## [Fonte]
══════════
Infelizmente fica caro, mas usaria como wi-fi groove, bullet ou nanostation que usaremos muito tempo sem dar problema. Uso bullet2 faz uns 2 anos e um 3Com como roteador, que é mais fácil travar no SXT por onde recebo a internet e sempre por conta da falha na rede elétrica. Nos celulares Motorola com 10 dBm cobre a casa toda com folga, mas outras marcas não fixando em potência máxima( 20 dBm) e 5.8 com 15 dBm ou 10 dBm caso as portas e janelas estejam abertas.

----------


## chicao48

Uma pessoa fez um ponto a ponto com Cpe tplink 5Ghz para enviar sinal da internet via satélite dele, para a casa de sua irmã, que mora uns 300 metros de distância, mas nem todos os dispositivos conseguiam se conectar nessa frequência, mas sim, só depois que o mesmo trocou as Cpe's de 5Ghz para 2.4Ghz foi que todos os dispositivos passaram a se conectar na rede. Qual seria o problema? 
 :Stupido:

----------


## sphreak

> Uma pessoa fez um ponto a ponto com Cpe tplink 5Ghz para enviar sinal da internet via satélite dele, para a casa de sua irmã, que mora uns 300 metros de distância, mas nem todos os dispositivos conseguiam se conectar nessa frequência, mas sim, só depois que o mesmo trocou as Cpe's de 5Ghz para 2.4Ghz foi que todos os dispositivos passaram a se conectar na rede. Qual seria o problema?


Tinha um roteador pós CPE cliente? 

Porque tenho vários PTP interno com CPE510 da TPLink rodando normal há anos.
Uma coisa que deixo sempre desativado em PTP com esses equipamentos é o Maxtream (TDMA nativo) que é meio bugado.

Mas assim, tem que fazer o padrão: CPE AP>CPE cliente (ambas em bridge) > roteador wi-fi local.

Se for HughesNet, o roteador wi-fi que eles colocam é com firmware modificado,uma m*. Ele recebe um IP válido da Hughes e tem modificações para que eles acessem o roteador remotamente e tem muitos bloqueios, por isso é importante as CPEs em bridge e um novo roteador wi-fi lá na estação cliente.

Cuidado com os conflitos de IP.

----------


## chicao48

> Tinha um roteador pós CPE cliente? 
> 
> Porque tenho vários PTP interno com CPE510 da TPLink rodando normal há anos.
> Uma coisa que deixo sempre desativado em PTP com esses equipamentos é o Maxtream (TDMA nativo) que é meio bugado.
══════════
Retome o tópico do fórum sobre enlaces ponto a ponto com CPEs, continuando logo após a última frase mostrada. Os registros não têm nenhum papel nisso.

## [Entradas retiradas de uma coleção]
══════════
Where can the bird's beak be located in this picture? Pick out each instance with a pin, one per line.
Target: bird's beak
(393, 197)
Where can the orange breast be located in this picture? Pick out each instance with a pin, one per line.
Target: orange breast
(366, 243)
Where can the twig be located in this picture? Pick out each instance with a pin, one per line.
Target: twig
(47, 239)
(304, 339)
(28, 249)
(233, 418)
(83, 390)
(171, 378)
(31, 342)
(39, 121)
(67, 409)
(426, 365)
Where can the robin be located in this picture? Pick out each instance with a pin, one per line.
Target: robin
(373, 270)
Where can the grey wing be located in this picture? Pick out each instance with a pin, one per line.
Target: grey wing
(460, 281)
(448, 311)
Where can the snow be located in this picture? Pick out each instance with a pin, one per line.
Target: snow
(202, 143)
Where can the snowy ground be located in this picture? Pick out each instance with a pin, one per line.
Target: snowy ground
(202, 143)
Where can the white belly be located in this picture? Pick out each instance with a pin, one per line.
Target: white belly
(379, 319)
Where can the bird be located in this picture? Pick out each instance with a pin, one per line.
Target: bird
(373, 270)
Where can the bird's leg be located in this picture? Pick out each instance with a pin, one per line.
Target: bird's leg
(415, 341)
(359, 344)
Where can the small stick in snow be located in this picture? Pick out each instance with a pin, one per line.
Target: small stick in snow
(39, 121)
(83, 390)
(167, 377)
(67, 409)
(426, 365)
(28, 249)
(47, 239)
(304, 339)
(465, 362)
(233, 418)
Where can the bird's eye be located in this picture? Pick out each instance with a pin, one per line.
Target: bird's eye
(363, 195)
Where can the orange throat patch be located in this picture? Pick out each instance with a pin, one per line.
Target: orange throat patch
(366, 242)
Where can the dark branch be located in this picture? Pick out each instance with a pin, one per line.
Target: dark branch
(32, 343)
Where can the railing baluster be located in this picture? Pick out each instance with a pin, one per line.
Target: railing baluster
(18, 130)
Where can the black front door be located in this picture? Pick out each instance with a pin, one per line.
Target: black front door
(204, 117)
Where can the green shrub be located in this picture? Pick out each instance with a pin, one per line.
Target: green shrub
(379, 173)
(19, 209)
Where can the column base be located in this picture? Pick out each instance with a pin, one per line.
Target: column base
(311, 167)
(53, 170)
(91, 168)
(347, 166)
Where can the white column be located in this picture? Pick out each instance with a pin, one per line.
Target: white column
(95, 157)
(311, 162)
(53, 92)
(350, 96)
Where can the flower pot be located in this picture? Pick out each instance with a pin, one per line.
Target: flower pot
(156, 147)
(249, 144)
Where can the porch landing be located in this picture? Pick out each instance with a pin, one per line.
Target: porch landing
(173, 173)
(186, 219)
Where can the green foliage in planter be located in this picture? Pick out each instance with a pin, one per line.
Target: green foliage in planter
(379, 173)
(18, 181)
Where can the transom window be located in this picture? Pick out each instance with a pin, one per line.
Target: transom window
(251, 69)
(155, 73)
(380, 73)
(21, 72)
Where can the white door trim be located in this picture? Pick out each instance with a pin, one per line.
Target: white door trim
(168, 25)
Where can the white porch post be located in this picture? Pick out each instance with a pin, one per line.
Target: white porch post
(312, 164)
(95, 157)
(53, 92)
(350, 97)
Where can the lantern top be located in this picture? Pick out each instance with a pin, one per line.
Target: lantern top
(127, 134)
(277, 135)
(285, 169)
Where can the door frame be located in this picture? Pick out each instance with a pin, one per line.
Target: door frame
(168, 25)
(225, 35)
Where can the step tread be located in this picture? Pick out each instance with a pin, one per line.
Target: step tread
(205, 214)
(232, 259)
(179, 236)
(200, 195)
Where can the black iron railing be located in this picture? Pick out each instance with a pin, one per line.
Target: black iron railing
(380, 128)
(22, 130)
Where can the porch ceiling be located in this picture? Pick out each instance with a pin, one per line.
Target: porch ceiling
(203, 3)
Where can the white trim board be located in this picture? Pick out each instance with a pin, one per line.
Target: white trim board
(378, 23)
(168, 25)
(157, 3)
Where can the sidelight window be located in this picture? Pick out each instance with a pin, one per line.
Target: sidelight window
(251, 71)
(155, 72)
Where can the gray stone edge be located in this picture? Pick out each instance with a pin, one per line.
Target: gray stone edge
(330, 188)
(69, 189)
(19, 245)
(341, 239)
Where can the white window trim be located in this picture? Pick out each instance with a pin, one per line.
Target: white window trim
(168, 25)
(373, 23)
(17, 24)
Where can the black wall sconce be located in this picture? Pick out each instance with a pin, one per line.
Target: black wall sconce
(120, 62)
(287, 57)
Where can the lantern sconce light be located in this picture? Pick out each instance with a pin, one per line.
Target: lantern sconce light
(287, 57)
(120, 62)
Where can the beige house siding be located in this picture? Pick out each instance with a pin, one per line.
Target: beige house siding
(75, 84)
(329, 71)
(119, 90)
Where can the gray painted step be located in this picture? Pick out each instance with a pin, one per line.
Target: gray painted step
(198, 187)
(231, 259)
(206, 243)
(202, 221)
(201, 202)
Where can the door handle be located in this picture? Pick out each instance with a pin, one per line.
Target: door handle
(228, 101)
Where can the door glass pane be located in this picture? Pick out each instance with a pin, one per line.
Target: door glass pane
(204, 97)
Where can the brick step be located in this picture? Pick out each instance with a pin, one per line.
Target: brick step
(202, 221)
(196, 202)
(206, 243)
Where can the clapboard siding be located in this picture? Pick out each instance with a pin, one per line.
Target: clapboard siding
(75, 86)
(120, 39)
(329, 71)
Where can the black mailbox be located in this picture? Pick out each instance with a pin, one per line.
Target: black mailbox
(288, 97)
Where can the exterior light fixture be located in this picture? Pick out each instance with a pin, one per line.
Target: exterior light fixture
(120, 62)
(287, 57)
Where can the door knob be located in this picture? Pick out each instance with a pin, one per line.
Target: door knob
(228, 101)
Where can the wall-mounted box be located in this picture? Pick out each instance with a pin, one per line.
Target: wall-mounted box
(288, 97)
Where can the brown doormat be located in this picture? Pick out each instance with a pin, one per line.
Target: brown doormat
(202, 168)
══════════
## [Resposta]
> 
> Mas assim, tem que fazer o padrão: CPE AP>CPE cliente (ambas em bridge) > roteador wi-fi local.
> 
> Se for HughesNet, o roteador wi-fi que eles colocam é com firmware modificado,uma m*. Ele recebe um IP válido da Hughes e tem modificações para que eles acessem o roteador remotamente e tem muitos bloqueios, por isso é importante as CPEs em bridge e um novo roteador wi-fi lá na estação cliente.
> 
> Cuidado com os conflitos de IP.


Não, era apenas a Cpe de 13dbi de 300Mbps configurada como access point conectada na porta Lan do roteador Tplink enviando o sinal da HughesNet em direção da residência, e que depois de trocada para Cpe de 2.4Ghz todos os dispositivos passaram a se conectar sem problemas.

Eu tive dando uma pesquisada, e realmente tem aparelhos que não conseguem se conectar em roteadores com frequência de 5Ghz, e as pessoas ficam batendo cabeça procurando soluções!

----------


## sphreak

> Não, era apenas a Cpe de 13dbi de 300Mbps configurada como access point conectada na porta Lan do roteador Tplink enviando o sinal da HughesNet em direção da residência, e que depois de trocada para Cpe de 2.4Ghz todos os dispositivos passaram a se conectar sem problemas.
> 
> Eu tive dando uma pesquisada, e realmente tem aparelhos que não conseguem se conectar em roteadores com frequência de 5Ghz, e as pessoas ficam batendo cabeça procurando soluções!


Aí é que tá... Então não era um ponto a ponto. 

Por regra geral wifi doméstico é 2.4Ghz. O 5.8Ghz ainda está a alguns passos de se tornar popular em equipamentos do dia a dia.

Pra funcionar tem que ser assim:



Qualquer coisa diferente é dor de cabeça.

----------


## chicao48

> Aí é que tá... Então não era um ponto a ponto.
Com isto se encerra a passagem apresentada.